OBJECTIVE: Pull out every line of the records below that contains the word "building", copying each one in full.

Records
<<<<
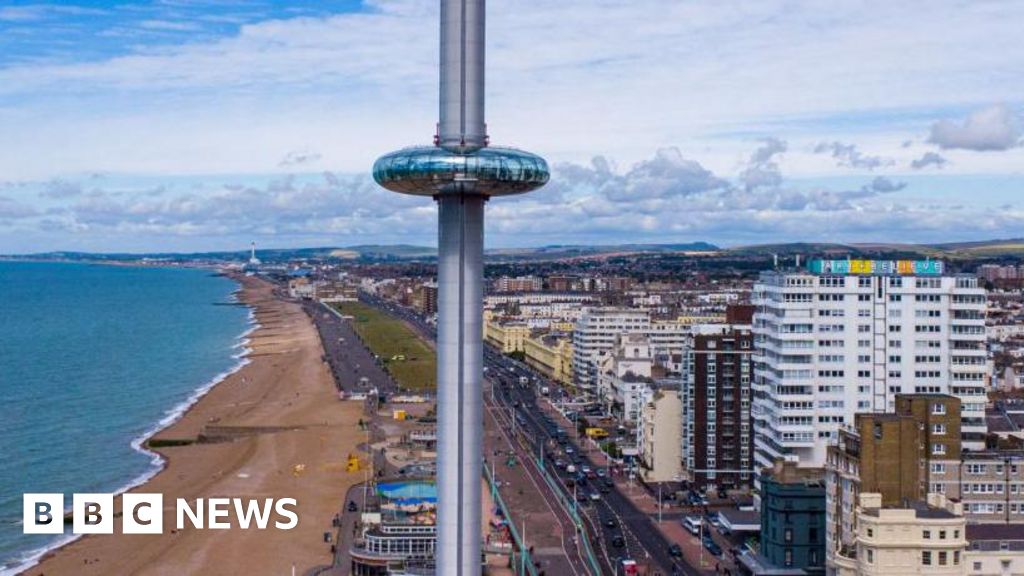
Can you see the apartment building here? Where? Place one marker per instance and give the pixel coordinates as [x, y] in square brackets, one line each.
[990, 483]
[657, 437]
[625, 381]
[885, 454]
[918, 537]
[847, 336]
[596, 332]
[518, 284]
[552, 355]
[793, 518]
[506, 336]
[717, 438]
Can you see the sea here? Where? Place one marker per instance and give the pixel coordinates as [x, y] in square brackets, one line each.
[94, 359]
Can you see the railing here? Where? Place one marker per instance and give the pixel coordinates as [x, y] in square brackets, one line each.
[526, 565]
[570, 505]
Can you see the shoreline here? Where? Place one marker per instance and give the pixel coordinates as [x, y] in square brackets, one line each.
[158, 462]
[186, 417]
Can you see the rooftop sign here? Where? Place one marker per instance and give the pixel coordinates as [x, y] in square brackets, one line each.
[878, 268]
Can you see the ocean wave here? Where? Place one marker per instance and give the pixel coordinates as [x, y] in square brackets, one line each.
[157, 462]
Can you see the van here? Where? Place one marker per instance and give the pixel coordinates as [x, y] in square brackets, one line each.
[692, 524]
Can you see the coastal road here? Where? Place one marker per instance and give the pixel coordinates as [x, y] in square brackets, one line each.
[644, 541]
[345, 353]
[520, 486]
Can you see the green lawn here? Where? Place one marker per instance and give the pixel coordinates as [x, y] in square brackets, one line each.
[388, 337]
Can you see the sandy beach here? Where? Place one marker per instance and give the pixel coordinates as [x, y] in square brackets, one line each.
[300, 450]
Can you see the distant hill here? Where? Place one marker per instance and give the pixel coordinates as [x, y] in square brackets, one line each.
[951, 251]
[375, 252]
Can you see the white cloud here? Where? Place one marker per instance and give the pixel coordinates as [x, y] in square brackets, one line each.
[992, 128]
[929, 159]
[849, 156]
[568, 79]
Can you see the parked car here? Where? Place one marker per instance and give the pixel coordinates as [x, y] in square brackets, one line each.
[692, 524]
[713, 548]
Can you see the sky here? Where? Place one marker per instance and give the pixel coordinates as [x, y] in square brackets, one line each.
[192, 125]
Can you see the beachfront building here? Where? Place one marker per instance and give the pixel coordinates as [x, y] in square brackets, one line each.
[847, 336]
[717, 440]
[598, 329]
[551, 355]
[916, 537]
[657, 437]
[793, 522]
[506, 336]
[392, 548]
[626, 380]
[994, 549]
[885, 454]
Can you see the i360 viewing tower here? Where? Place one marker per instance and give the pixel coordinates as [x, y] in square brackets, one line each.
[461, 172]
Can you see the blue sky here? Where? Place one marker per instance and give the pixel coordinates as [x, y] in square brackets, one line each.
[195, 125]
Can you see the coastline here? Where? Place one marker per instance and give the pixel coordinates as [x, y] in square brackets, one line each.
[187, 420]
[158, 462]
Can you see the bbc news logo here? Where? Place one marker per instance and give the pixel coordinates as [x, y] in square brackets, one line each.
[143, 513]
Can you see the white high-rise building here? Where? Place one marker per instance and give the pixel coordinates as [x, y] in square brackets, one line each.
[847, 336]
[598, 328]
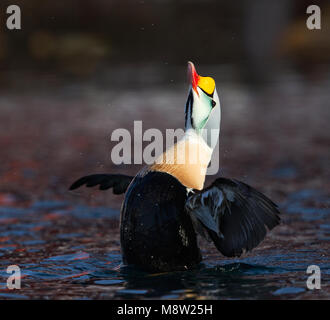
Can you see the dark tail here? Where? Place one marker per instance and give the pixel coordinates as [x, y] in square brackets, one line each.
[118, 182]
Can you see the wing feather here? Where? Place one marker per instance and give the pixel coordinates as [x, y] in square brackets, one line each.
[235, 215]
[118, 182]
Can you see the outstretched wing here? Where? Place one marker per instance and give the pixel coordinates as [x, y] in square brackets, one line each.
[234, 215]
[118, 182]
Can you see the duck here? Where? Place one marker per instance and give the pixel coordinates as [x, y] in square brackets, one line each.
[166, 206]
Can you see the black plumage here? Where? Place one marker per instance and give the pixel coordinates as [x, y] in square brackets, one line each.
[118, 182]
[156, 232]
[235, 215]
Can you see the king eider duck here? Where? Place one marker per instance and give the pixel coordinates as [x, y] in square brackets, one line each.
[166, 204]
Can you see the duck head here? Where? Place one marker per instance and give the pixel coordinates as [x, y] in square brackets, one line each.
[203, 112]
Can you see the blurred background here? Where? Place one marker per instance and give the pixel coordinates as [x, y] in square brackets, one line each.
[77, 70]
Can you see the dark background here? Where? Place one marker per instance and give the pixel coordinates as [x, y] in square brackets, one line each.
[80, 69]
>>>>
<<<<
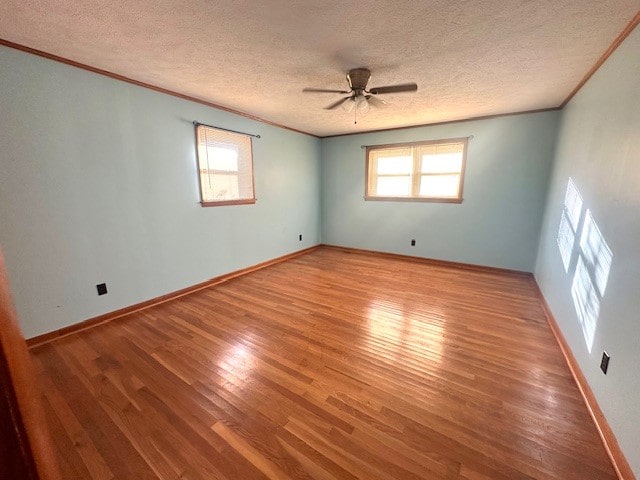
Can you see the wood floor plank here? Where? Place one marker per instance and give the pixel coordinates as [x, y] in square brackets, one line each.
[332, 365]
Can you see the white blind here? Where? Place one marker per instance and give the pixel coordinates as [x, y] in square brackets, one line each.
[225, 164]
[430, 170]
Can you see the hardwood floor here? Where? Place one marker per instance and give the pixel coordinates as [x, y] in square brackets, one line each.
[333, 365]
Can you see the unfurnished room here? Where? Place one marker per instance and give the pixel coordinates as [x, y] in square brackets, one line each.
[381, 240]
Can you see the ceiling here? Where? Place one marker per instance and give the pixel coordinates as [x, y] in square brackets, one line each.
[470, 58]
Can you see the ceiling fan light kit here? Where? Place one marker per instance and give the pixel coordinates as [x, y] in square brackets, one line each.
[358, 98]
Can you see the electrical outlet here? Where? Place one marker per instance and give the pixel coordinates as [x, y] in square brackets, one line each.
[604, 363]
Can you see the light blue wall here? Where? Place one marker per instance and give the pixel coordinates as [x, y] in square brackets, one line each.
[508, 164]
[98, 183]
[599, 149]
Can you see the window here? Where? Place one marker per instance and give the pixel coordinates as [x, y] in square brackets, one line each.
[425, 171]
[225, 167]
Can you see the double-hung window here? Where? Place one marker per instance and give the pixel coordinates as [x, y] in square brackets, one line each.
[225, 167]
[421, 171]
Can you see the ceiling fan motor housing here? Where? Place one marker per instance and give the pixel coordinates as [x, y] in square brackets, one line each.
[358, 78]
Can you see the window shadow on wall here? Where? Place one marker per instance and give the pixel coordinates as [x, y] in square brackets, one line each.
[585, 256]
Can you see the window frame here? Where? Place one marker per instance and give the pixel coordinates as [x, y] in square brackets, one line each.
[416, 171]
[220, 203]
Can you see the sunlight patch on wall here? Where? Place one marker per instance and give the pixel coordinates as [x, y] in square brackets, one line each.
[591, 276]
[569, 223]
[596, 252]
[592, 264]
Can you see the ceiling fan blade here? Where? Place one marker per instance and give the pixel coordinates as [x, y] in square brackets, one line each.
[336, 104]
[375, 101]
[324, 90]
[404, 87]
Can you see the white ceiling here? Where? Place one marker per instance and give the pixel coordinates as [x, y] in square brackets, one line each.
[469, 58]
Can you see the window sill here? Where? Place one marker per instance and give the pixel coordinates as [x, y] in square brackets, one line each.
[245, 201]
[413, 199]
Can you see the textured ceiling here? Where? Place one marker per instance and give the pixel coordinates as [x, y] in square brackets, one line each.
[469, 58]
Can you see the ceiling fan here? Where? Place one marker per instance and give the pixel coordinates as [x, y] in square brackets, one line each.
>>>>
REPLY TO THE EXERCISE:
Can you see the apartment building here? Where? Place one marker per instance and give the pixel coordinates as [x, y] in square brackets, one line each.
Can you see the beachfront building here? Where? Place one marker per instance and give the pixel coordinates as [x, y] in square brackets, one line each.
Can you see the white high-rise building here? Where? Place one marker per instance and give the pixel coordinates as [x, y] in square brackets, one line each.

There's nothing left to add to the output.